Document segment Start Marker
I'm so sorry for your loss! One thing that should never happen is that a mom should never lose her child. It's just wrong! Have you looked in to a support group? I found MISS Foundation (Mothers in Sympathy and Support) to be invaluable, since the members experienced pregnancy and infant loss. It's difficult for many to understand the depth of that pain, versus the pain of losing an older child or adult loved ones.
I know it's easier to delve in to food for comfort and stay in bed all day. BTDT. My goodness, allow yourself that chance to grieve and wallow in self pity. You just lost your child! But do keep your own health or physical goals in mind. As another poster said, eating may offer you temporary comfort, but it's not going to heal the hurt. It may amplify what you are going through by building fat.
Document segment End Marker
> Work order A:
Return the stretch of the post on grief after losing a child from "I'm so sorry" through "adult loved ones.", copied word for word.
> Work order B:
Carry the post on grief after losing a child further, beginning right after its final sentence.
The lines that come next have nothing to do with the post on grief after losing a child.
Data supplied Start Marker
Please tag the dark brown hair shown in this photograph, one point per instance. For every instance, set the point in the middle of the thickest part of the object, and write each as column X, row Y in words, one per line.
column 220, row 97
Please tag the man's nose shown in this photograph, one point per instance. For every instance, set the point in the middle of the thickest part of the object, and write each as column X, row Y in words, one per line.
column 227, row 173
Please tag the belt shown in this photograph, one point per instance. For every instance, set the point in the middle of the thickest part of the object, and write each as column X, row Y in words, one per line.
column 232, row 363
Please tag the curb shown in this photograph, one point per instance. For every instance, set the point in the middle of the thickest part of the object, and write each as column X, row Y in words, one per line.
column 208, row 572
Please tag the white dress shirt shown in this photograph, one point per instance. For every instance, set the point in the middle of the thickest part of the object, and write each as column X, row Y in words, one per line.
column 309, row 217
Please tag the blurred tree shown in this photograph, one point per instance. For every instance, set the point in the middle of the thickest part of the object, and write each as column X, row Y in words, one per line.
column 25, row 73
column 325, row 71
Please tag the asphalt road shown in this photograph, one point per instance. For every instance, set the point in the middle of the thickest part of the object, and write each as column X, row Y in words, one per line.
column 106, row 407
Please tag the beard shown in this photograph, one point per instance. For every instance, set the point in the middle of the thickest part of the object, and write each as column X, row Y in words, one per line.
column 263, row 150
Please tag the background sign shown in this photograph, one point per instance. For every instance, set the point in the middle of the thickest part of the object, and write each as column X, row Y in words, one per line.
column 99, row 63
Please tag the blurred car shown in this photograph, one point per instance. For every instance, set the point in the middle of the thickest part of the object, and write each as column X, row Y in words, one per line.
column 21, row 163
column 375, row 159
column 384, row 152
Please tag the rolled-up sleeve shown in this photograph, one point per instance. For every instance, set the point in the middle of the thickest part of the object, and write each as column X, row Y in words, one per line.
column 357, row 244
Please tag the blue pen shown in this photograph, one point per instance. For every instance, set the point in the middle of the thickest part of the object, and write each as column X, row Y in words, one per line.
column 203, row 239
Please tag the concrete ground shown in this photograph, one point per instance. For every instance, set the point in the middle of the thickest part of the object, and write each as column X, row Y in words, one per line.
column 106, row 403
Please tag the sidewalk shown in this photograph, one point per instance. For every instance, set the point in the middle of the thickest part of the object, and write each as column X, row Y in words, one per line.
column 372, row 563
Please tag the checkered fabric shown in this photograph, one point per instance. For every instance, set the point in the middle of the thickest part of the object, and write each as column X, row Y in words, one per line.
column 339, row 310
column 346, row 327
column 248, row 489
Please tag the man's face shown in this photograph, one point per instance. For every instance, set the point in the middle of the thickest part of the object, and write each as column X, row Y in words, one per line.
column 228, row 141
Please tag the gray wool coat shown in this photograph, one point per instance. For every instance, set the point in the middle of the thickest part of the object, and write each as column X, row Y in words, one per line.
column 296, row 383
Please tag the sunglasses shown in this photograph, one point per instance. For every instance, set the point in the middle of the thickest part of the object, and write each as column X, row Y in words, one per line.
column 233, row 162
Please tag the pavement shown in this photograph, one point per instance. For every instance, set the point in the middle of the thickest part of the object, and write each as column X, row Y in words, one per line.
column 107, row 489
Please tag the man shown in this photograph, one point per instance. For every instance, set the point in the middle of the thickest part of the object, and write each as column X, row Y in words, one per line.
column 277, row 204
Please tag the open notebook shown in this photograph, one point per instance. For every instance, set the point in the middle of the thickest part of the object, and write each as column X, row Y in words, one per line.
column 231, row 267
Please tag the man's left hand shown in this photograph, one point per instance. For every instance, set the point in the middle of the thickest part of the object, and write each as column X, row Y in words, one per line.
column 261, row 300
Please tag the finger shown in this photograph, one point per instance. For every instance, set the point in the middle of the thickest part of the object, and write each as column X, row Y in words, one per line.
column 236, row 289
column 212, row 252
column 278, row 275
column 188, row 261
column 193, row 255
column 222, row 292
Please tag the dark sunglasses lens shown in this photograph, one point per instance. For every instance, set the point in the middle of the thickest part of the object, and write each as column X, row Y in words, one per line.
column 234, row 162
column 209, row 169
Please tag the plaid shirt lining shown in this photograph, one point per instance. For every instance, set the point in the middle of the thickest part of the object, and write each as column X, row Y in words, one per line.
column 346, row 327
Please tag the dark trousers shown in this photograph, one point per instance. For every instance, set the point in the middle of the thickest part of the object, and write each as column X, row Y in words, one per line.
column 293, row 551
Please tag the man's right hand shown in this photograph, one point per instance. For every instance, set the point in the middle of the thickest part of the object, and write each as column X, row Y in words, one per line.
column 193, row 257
Data supplied End Marker
> Exercise response A:
I'm so sorry for your loss! One thing that should never happen is that a mom should never lose her child. It's just wrong! Have you looked in to a support group? I found MISS Foundation (Mothers in Sympathy and Support) to be invaluable, since the members experienced pregnancy and infant loss. It's difficult for many to understand the depth of that pain, versus the pain of losing an older child or adult loved ones.

> Exercise response B:
I lost my son after his birth. I had the baby weight and no baby. It was awful! Not just losing a child. You understand that part. But losing the child and still having the postpartum body. On a vanity level, that only added to the pain and the horribleness of it. It was like insult to injury. Part of my healing was getting back in to shape, losing the weight and getting ready to try again for another child. It was really hard to put myself out there. Everyone knew I lost my child. Sometimes it was torturous because it was like a big elephant was in the room and no one wanted to acknowledge it. But other times, it was a relief to escape my grief for awhile and put myself out there, and focus on something positive.
Exercise helps by giving you those feel good hormones, the same hormones that comfort eating provides without the calories. Being around people can help provide balance. Use your support groups or your therapist, and allow yourself to grieve, and keep putting yourself out there. You cant' go under, over or around the pain. The only way is through.